Aim of the task: Would you please repeat the material exactly, from the first line to the last?

Task material:
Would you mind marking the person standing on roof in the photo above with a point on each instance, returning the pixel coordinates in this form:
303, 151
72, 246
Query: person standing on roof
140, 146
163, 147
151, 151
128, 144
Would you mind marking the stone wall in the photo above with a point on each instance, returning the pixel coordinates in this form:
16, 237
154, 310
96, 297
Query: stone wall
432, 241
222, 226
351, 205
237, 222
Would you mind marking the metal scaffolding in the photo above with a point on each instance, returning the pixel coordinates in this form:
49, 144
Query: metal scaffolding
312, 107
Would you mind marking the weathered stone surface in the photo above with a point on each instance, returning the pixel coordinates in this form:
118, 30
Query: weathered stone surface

Answer space:
Would you mind marking the person standing on roof in the photo above with a point on each instance, returning the pixel coordinates in this form:
303, 151
72, 246
Query: person standing on roof
140, 146
163, 147
151, 151
128, 144
Would you mind marking the stone wall in the photo above with a point on each instance, returning the pixel coordinates in this form:
16, 237
154, 310
96, 297
Query: stone wall
432, 241
222, 226
351, 205
237, 222
Would you mind marking the metal scaffolding in the photo above with a point on each instance, returning the pixel coordinates in this form:
49, 144
Query: metal scaffolding
312, 107
Would you mind marking the weathered stone surface in the photo above with a point on each instance, returning the pixel coordinates in this form:
118, 30
Query: weathered stone surface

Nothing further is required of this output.